## PROBLEM TO SOLVE
Print out every record exactly as it appears.
··· EXTRACTED ENTRIES
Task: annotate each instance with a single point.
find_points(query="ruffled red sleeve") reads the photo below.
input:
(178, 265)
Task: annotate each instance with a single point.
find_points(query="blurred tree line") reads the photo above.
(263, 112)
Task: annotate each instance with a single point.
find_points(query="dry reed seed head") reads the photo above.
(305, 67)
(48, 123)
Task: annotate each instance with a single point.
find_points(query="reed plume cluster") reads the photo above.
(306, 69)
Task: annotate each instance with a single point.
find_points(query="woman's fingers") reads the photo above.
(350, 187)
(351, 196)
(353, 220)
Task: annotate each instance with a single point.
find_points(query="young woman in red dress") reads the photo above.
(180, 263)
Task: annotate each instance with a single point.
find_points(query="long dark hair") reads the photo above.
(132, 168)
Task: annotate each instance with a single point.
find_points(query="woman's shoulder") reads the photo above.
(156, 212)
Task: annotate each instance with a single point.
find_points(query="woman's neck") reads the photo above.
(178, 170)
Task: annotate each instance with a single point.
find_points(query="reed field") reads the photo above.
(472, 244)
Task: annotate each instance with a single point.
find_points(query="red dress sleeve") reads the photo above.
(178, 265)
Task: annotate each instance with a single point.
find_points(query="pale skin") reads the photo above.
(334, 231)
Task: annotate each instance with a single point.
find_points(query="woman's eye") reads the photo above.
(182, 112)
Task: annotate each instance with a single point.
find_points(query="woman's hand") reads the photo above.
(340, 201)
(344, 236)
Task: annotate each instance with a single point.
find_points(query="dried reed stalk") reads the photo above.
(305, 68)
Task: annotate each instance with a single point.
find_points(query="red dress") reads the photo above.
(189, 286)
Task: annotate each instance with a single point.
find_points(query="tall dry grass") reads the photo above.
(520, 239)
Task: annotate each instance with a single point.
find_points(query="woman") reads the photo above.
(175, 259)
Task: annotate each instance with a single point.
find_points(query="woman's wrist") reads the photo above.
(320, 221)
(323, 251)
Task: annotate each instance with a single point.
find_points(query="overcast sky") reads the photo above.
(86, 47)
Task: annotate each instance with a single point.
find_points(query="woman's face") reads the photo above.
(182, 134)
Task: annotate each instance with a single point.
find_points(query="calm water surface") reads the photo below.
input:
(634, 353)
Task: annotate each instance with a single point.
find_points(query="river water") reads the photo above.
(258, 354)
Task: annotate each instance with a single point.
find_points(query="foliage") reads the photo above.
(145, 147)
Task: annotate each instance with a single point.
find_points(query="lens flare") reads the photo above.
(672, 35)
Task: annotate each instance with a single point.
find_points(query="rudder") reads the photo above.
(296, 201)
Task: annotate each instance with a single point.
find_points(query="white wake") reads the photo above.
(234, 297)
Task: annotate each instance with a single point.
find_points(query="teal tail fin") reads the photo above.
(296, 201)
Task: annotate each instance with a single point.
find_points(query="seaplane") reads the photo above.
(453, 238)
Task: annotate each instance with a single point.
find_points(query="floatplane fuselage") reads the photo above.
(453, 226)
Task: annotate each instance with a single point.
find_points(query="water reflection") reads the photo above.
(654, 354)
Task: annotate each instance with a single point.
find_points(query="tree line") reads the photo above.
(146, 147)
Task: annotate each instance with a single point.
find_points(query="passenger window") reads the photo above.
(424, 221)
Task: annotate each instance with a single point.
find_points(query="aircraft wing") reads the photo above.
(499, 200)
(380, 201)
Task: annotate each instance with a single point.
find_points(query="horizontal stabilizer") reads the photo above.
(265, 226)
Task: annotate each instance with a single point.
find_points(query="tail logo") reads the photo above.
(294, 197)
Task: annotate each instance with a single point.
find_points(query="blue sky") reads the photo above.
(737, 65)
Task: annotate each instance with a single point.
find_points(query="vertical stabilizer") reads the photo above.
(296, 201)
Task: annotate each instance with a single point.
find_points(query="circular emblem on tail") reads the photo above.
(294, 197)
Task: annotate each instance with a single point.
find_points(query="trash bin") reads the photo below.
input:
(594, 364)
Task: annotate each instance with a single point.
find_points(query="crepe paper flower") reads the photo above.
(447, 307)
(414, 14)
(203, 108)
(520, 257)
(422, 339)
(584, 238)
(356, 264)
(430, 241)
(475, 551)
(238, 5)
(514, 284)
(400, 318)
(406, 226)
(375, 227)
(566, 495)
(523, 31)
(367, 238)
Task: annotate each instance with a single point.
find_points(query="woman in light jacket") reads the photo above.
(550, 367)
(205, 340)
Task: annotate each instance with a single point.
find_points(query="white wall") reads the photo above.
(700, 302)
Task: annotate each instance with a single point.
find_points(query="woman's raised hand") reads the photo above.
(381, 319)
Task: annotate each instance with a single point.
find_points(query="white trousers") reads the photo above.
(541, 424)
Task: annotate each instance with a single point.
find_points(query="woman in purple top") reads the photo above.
······
## EXERCISE RESPONSE
Task: annotate each instance with a single point.
find_points(query="ruffled red sleeve") reads the photo below.
input:
(178, 265)
Task: annotate each instance with a single point.
find_points(query="blurred tree line") reads the photo above.
(263, 112)
Task: annotate each instance with a single point.
find_points(query="dry reed seed head") reads the photo above.
(305, 67)
(48, 123)
Task: annotate each instance with a single point.
find_points(query="reed plume cluster") reads the photo above.
(306, 69)
Task: annotate each instance with a single point.
find_points(query="woman's fingers") reads the photo above.
(350, 187)
(351, 196)
(353, 220)
Task: annotate each instance with a single point.
find_points(query="young woman in red dress") reads the photo above.
(180, 263)
Task: annotate each instance with a single point.
find_points(query="long dark hair") reads the photo above.
(132, 168)
Task: annotate each instance with a single point.
find_points(query="woman's shoulder") reads the photo above.
(156, 212)
Task: annotate each instance with a single point.
find_points(query="woman's neck") reads the photo above.
(178, 170)
Task: annotate each instance with a single point.
find_points(query="reed field") reads the photo above.
(472, 244)
Task: annotate each instance with a single point.
find_points(query="red dress sleeve") reads the photo above.
(178, 265)
Task: annotate each instance with a single point.
find_points(query="pale skin") reads the photo above.
(334, 231)
Task: annotate each instance with a single point.
find_points(query="woman's eye") reads the photo above.
(182, 112)
Task: annotate each instance with a single point.
find_points(query="woman's hand") reads the photo above.
(340, 201)
(344, 236)
Task: annotate each instance with a single point.
find_points(query="dried reed stalk") reads the photo above.
(305, 68)
Task: annotate each instance with a single point.
find_points(query="red dress") reads the photo above.
(189, 286)
Task: annotate each instance with a single point.
find_points(query="tall dry grass") reads the photo above.
(520, 239)
Task: annotate each instance with a single point.
find_points(query="woman") reads the photo above.
(175, 259)
Task: annotate each instance with a single point.
find_points(query="woman's wrist") reads the photo above.
(320, 221)
(323, 251)
Task: annotate each instance with a single point.
find_points(query="overcast sky") reads the photo above.
(86, 47)
Task: annotate each instance with a single point.
find_points(query="woman's face") reads the photo above.
(182, 134)
Task: annotate each instance with a single point.
find_points(query="calm water surface") reads the photo below.
input:
(634, 353)
Task: annotate each instance with a single point.
find_points(query="river water") reads the photo above.
(258, 354)
Task: annotate each instance with a single point.
find_points(query="foliage") reads the photo above.
(145, 147)
Task: annotate each instance with a single point.
find_points(query="lens flare") reads the photo above.
(672, 35)
Task: annotate each instance with a single point.
find_points(query="rudder") reads the photo above.
(296, 201)
Task: annotate each instance with a single point.
find_points(query="white wake") reads the photo above.
(234, 297)
Task: annotate each instance with a single point.
find_points(query="teal tail fin") reads the photo above.
(296, 201)
Task: annotate each instance with a single point.
find_points(query="seaplane") reads the photo above.
(453, 238)
Task: annotate each instance with a single point.
find_points(query="floatplane fuselage") reads the photo above.
(453, 226)
Task: annotate each instance with a single point.
find_points(query="water reflection") reads the photo above.
(654, 354)
Task: annotate each instance with a single point.
find_points(query="tree line") reads the photo above.
(146, 147)
Task: annotate each instance with a single point.
find_points(query="passenger window") reads the photo above.
(424, 221)
Task: annotate each instance with a single point.
find_points(query="aircraft wing") reads the photo above.
(499, 200)
(380, 201)
Task: annotate each instance with a single point.
find_points(query="horizontal stabilizer") reads the photo above.
(265, 226)
Task: annotate each instance with a single point.
find_points(query="tail logo") reads the photo above.
(294, 197)
Task: annotate each instance with a single point.
find_points(query="blue sky") reads the photo above.
(737, 65)
Task: annotate each instance with a single point.
find_points(query="vertical stabilizer") reads the photo above.
(296, 201)
Task: annotate each instance with a single point.
find_points(query="circular emblem on tail") reads the photo above.
(294, 197)
Task: annotate each instance with a single point.
find_points(query="trash bin") reads the photo below.
input:
(594, 364)
Task: annotate each instance with a single point.
find_points(query="crepe paper flower") reads the photo above.
(447, 307)
(414, 14)
(203, 108)
(520, 257)
(422, 339)
(584, 238)
(356, 264)
(430, 241)
(475, 551)
(238, 5)
(514, 284)
(400, 318)
(406, 226)
(375, 227)
(566, 495)
(523, 31)
(367, 238)
Task: annotate each instance with a single point.
find_points(query="woman in light jacket") reads the photo above.
(550, 367)
(205, 340)
Task: annotate each instance with a single point.
find_points(query="white wall") reads the photo above.
(700, 302)
Task: annotate each instance with a single point.
find_points(query="woman's raised hand") reads the photo above.
(381, 319)
Task: annotate each instance with a single point.
find_points(query="white trousers") reads the photo above.
(541, 424)
Task: annotate each instance with a single point.
find_points(query="woman in purple top") reads the photo above.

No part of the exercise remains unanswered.